PROMPT A
Locate every line in the listing below that contains the string "players", and copy each of those lines.

DOCUMENT SECTION
JANUARY – Aesop’s Fables by Aesop

FEBRUARY – Through The Looking-Glass and What Alice Found There – Lewis Carroll

MARCH – Little Women – Louisa May Alcott

APRIL – The Magician’s Nephew – C.S. Lewis

MAY – Peter Pan – J.M. Barrie

JUNE – The Wind In The Willows – Kenneth Grahame

JULY – The Wonderful Wizard Of Oz – L. Frank Baum

AUGUST – The Swiss Family Robinson – Johann Wyss

SEPTEMBER – Swallows And Amazons – Arthur Ransome

OCTOBER – Anne of Green Gables – L.M. Montgomery

NOVEMBER – White Fang – Jack London

DECEMBER – The Secret Garden – Frances Hodgson Burnett

So, in the style of the “Talking About…” reviews we normally do, we thought we’d answer a quick few questions about our second year of blogging in Kid-Lit.

1) What was your favourite Kid-Lit book of 2014 and why?

SUPPLIED DATA
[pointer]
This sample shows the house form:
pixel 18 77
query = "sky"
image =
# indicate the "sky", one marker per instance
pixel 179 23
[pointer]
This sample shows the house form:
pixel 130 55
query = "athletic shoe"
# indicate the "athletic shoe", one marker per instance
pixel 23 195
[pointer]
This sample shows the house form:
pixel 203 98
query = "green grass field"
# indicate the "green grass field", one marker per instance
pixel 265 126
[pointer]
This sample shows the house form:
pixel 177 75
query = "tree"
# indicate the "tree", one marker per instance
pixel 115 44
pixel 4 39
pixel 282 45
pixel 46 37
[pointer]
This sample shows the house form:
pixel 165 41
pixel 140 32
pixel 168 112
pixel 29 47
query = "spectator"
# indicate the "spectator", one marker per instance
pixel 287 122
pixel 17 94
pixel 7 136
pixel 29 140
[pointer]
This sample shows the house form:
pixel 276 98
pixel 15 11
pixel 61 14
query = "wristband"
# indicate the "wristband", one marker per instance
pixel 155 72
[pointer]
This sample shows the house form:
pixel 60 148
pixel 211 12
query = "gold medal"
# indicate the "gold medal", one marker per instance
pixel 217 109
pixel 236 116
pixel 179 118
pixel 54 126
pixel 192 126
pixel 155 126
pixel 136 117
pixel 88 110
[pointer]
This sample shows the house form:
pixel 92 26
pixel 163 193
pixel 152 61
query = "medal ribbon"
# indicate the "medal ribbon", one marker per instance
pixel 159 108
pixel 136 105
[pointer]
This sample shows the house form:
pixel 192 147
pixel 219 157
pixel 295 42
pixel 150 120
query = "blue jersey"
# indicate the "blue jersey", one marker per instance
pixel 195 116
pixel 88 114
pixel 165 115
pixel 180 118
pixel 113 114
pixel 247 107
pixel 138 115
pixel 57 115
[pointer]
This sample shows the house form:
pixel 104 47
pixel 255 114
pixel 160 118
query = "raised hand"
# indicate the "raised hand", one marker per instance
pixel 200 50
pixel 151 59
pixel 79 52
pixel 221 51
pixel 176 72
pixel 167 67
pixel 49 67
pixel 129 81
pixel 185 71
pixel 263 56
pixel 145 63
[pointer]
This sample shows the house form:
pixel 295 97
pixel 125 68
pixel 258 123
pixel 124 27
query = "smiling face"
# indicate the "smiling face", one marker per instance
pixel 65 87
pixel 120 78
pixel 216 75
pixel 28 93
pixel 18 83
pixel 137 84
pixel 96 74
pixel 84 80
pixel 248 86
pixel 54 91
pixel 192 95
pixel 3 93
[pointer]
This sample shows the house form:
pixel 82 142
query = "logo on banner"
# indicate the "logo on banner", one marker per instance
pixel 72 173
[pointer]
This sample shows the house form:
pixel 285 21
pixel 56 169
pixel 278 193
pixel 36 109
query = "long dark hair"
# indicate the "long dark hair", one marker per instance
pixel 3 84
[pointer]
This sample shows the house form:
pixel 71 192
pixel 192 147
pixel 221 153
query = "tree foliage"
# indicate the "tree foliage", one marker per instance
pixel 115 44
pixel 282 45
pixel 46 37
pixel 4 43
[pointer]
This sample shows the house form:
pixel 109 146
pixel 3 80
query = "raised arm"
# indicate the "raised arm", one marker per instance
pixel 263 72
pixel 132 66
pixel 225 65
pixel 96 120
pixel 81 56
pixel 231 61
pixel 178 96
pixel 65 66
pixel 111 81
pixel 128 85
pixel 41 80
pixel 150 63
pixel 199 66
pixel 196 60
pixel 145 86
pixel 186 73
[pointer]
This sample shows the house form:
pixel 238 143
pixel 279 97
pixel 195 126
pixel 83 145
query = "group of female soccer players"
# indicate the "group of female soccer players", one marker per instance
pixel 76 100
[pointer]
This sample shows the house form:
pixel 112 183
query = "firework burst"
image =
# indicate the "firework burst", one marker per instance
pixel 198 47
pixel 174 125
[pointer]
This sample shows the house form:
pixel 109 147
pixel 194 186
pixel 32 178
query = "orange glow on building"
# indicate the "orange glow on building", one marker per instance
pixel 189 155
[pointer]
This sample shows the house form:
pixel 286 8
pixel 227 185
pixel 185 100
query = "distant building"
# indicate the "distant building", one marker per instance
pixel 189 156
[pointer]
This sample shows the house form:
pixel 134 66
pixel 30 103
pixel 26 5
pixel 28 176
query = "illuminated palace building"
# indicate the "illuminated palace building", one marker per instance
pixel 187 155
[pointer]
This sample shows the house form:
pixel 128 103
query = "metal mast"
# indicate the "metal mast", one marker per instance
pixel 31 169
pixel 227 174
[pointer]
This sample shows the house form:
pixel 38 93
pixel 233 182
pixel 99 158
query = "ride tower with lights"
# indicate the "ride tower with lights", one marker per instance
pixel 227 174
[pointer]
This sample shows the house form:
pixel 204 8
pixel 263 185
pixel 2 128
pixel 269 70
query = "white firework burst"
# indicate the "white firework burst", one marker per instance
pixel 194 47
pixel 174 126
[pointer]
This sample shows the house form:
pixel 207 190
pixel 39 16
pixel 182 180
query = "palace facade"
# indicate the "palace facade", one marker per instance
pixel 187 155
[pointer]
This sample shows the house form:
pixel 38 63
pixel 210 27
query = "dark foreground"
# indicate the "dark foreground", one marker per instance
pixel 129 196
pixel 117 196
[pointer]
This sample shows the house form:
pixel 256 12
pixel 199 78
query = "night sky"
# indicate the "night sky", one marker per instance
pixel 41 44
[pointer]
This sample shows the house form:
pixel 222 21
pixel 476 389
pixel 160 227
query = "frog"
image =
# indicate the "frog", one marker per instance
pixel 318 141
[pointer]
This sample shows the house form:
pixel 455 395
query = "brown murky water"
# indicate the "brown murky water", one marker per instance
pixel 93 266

PROMPT B
Decide whether each statement agrees with the book list above. Answer yes or no, and quote the words from the book list that settle it. (i) Peter Pan is the book for May. (ii) White Fang is the book for December. (iii) The writers call this their first year of blogging in Kid-Lit.

RESPONSE A
query = "group of female soccer players"
# indicate the "group of female soccer players", one marker per instance

RESPONSE B
(i) Yes: "MAY – Peter Pan – J.M. Barrie"
(ii) No: "NOVEMBER – White Fang – Jack London"
(iii) No: "our second year of blogging in Kid-Lit"